When I was in Afghanistan earlier this year there were three things that kept me going: 1). thinking about seeing my family. 2). a Big Mac and 3). scalloping in St. Joe. Luckily I was able to stay this year for 3 weeks and wait the weather out. My inlaws are down and I'm trying to teach them how to do it. I've found it helps for people who haven't done it or haven't found a bunch to have a guide or someone who has done it swim along beside them and point them out at first. As for the area, all you really have to do is get near a bunch of boats that are anchored up with flags out and I will guarantee you there are scallops there. They move areas slightly from year to year. Last year was really poor and we found them almost exclusively in deep holes. This year they are in the grass and in the holes and are there in much, much better quantities. A good place to start is the pot holes that line the E side of the head of the bay. Get on Google Earth and zoom in to the bay. Look closely at the area between Black's Island and Conch Island and you will see the holes. There are literally thousands of them.


----------



## sel1005

scalloping ends at the Mexico Beach canal on the west end of town, basically where Tyndall AFB starts. There may be scallops west of there, but they are illegal to take or possess once you get past the canal exit into the gulf. 

PSJ Bay has tons of places to wade or snorkle to get them, just look for those blue eyes, and wear gloves since there are also lots of sea urchins and spyder crabs too.


----------



## Bayfisher

Friend from school sent me this picture of scallops he caught at crystal river. Can't say im not jealous....


----------



## rocklobster

Nice haul from Crystal River!!!!

Any reports yet on Port St. Joe?


----------



## fishheadspin

smooth move said:


> we got here sat afternoon and haven't done anything except sit on the beach. weather looks good for tomorrow though with a 6-7 mph wind. we're planning to fish the destin pass area and trailer down to pt st joe wed for a try at the scallops. will post up the results. never knew so many people came down here, it's a mad house, hate to even think about driving anywhere. i love this part of florida, but i'm sure this is my last time to destin, hope pt st joe fits my pace a little better. stayed in appalatchacola and cedar key last year and really loved it.


Your there the busiest 2 weeks of the year. if you avoid first week of april last week of june, first and second week of july,,,,then you will love Destin. 

Crowds will start thinning out next week, then drop way off in august.... September is the best month to go....

### TASKS
1. Please duplicate the scalloping thread word for word, starting with "PSJ Bay has" and going on through "im not jealous....".
2. In the scalloping thread, list the three things that kept the first writer going in Afghanistan.
3. According to the scalloping thread, where does scalloping end at Mexico Beach?

### LISTED RECORDS
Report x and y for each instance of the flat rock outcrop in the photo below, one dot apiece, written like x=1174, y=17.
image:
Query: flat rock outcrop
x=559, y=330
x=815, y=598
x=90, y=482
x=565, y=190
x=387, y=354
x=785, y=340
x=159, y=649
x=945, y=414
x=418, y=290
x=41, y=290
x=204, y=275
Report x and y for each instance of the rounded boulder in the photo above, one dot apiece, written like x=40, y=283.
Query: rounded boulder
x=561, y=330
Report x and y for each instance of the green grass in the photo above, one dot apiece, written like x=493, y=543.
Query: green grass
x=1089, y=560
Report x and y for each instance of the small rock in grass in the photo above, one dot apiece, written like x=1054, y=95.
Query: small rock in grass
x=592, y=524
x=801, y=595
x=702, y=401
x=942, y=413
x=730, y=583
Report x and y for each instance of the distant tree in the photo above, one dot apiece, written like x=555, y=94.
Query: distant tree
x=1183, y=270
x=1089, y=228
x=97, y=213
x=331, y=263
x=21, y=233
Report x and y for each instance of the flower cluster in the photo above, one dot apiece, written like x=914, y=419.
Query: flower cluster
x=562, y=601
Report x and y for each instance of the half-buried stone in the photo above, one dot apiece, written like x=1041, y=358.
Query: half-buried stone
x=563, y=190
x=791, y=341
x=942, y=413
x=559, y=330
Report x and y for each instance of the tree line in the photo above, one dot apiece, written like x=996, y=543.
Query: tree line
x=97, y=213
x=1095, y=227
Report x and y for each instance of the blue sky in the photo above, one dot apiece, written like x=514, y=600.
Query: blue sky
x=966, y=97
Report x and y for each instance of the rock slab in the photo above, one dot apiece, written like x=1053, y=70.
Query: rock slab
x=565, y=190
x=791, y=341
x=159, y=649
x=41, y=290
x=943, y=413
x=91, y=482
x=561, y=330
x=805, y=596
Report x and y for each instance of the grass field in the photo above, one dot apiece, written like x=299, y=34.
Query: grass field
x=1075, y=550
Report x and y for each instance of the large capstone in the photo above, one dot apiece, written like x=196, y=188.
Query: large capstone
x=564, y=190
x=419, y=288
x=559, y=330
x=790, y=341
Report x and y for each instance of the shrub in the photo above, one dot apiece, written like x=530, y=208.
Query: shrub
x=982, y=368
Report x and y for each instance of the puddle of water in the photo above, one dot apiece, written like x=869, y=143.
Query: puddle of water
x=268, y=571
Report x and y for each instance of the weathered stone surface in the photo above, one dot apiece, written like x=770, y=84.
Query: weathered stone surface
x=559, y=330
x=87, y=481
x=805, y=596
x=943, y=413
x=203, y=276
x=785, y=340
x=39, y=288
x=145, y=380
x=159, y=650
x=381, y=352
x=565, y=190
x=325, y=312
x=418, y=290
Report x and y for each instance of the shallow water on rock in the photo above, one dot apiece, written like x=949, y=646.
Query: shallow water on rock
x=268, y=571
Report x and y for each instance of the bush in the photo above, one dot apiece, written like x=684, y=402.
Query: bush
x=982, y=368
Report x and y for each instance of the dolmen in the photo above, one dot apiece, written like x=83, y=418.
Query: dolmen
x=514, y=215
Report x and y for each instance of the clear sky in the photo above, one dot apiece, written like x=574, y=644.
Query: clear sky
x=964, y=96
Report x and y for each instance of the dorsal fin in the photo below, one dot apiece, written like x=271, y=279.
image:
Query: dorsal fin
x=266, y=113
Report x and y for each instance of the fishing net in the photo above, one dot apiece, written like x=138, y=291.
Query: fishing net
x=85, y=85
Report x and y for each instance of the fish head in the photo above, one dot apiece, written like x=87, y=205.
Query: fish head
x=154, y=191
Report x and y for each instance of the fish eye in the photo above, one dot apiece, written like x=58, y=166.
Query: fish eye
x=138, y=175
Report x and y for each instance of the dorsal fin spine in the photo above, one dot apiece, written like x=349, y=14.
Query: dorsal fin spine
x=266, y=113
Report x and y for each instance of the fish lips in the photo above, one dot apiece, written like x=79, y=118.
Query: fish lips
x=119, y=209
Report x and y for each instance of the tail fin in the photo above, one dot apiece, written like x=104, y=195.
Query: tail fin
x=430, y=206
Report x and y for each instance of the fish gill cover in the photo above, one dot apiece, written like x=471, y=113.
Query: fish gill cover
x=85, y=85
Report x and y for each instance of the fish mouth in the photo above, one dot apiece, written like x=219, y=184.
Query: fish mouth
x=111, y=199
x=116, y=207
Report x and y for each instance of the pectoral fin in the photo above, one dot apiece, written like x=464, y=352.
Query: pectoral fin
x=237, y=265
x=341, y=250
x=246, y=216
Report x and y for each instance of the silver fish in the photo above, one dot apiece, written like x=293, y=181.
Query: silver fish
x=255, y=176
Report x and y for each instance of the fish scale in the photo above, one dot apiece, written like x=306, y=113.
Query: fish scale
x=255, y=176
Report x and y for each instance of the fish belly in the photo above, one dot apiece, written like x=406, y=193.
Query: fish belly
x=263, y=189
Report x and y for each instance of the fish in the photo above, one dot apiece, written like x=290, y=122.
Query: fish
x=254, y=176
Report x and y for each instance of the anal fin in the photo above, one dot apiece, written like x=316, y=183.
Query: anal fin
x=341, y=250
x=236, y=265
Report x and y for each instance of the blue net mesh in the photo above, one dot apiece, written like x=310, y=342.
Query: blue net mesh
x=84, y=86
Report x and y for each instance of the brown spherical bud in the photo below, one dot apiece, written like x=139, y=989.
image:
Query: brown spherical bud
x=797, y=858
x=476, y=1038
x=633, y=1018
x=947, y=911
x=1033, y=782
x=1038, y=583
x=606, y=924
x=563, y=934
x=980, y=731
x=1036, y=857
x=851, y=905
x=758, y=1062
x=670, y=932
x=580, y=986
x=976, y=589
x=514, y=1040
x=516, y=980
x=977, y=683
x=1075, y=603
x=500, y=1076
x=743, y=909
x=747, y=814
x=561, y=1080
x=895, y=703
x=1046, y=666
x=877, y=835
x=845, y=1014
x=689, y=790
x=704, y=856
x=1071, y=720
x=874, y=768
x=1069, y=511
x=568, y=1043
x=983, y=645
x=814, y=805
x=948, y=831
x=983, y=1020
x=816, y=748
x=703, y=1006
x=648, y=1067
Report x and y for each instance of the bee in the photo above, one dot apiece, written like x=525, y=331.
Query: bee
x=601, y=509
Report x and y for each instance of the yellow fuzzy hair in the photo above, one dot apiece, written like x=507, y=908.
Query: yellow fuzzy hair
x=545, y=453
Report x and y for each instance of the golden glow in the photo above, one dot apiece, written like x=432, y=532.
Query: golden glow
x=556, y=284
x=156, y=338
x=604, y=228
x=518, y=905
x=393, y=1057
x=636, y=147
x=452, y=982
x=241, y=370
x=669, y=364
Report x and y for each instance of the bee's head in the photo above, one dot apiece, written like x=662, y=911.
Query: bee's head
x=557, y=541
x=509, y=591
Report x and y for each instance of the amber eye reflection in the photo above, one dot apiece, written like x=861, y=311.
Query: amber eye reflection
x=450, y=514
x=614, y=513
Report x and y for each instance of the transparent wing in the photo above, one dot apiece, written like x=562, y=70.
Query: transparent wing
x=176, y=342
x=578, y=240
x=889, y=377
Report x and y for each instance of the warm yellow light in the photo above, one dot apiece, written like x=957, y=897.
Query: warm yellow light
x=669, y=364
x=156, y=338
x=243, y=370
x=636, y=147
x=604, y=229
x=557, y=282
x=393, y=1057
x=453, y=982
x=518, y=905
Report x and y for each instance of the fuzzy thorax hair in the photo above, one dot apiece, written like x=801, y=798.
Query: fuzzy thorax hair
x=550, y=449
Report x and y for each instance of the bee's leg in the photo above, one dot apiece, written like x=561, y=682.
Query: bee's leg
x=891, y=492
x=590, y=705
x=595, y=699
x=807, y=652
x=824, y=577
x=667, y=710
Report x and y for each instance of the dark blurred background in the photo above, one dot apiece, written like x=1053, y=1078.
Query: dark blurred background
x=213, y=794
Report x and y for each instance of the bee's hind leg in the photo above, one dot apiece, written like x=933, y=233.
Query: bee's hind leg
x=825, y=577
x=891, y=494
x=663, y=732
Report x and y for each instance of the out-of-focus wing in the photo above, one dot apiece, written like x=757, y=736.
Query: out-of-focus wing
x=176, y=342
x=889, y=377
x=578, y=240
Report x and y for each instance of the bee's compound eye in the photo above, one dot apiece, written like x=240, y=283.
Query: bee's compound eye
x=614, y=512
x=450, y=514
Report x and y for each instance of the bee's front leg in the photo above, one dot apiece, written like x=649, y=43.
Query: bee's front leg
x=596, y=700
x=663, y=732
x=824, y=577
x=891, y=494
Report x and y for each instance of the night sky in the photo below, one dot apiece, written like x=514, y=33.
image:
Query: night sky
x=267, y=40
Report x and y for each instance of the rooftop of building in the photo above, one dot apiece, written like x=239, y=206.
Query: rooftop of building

### FULL ANSWERS
1.
PSJ Bay has tons of places to wade or snorkle to get them, just look for those blue eyes, and wear gloves since there are also lots of sea urchins and spyder crabs too.


----------



## Bayfisher

Friend from school sent me this picture of scallops he caught at crystal river. Can't say im not jealous....

2.
1. Thinking about seeing family
2. A Big Mac
3. Scalloping in St. Joe

3. At the Mexico Beach canal on the west end of town, basically where Tyndall AFB starts.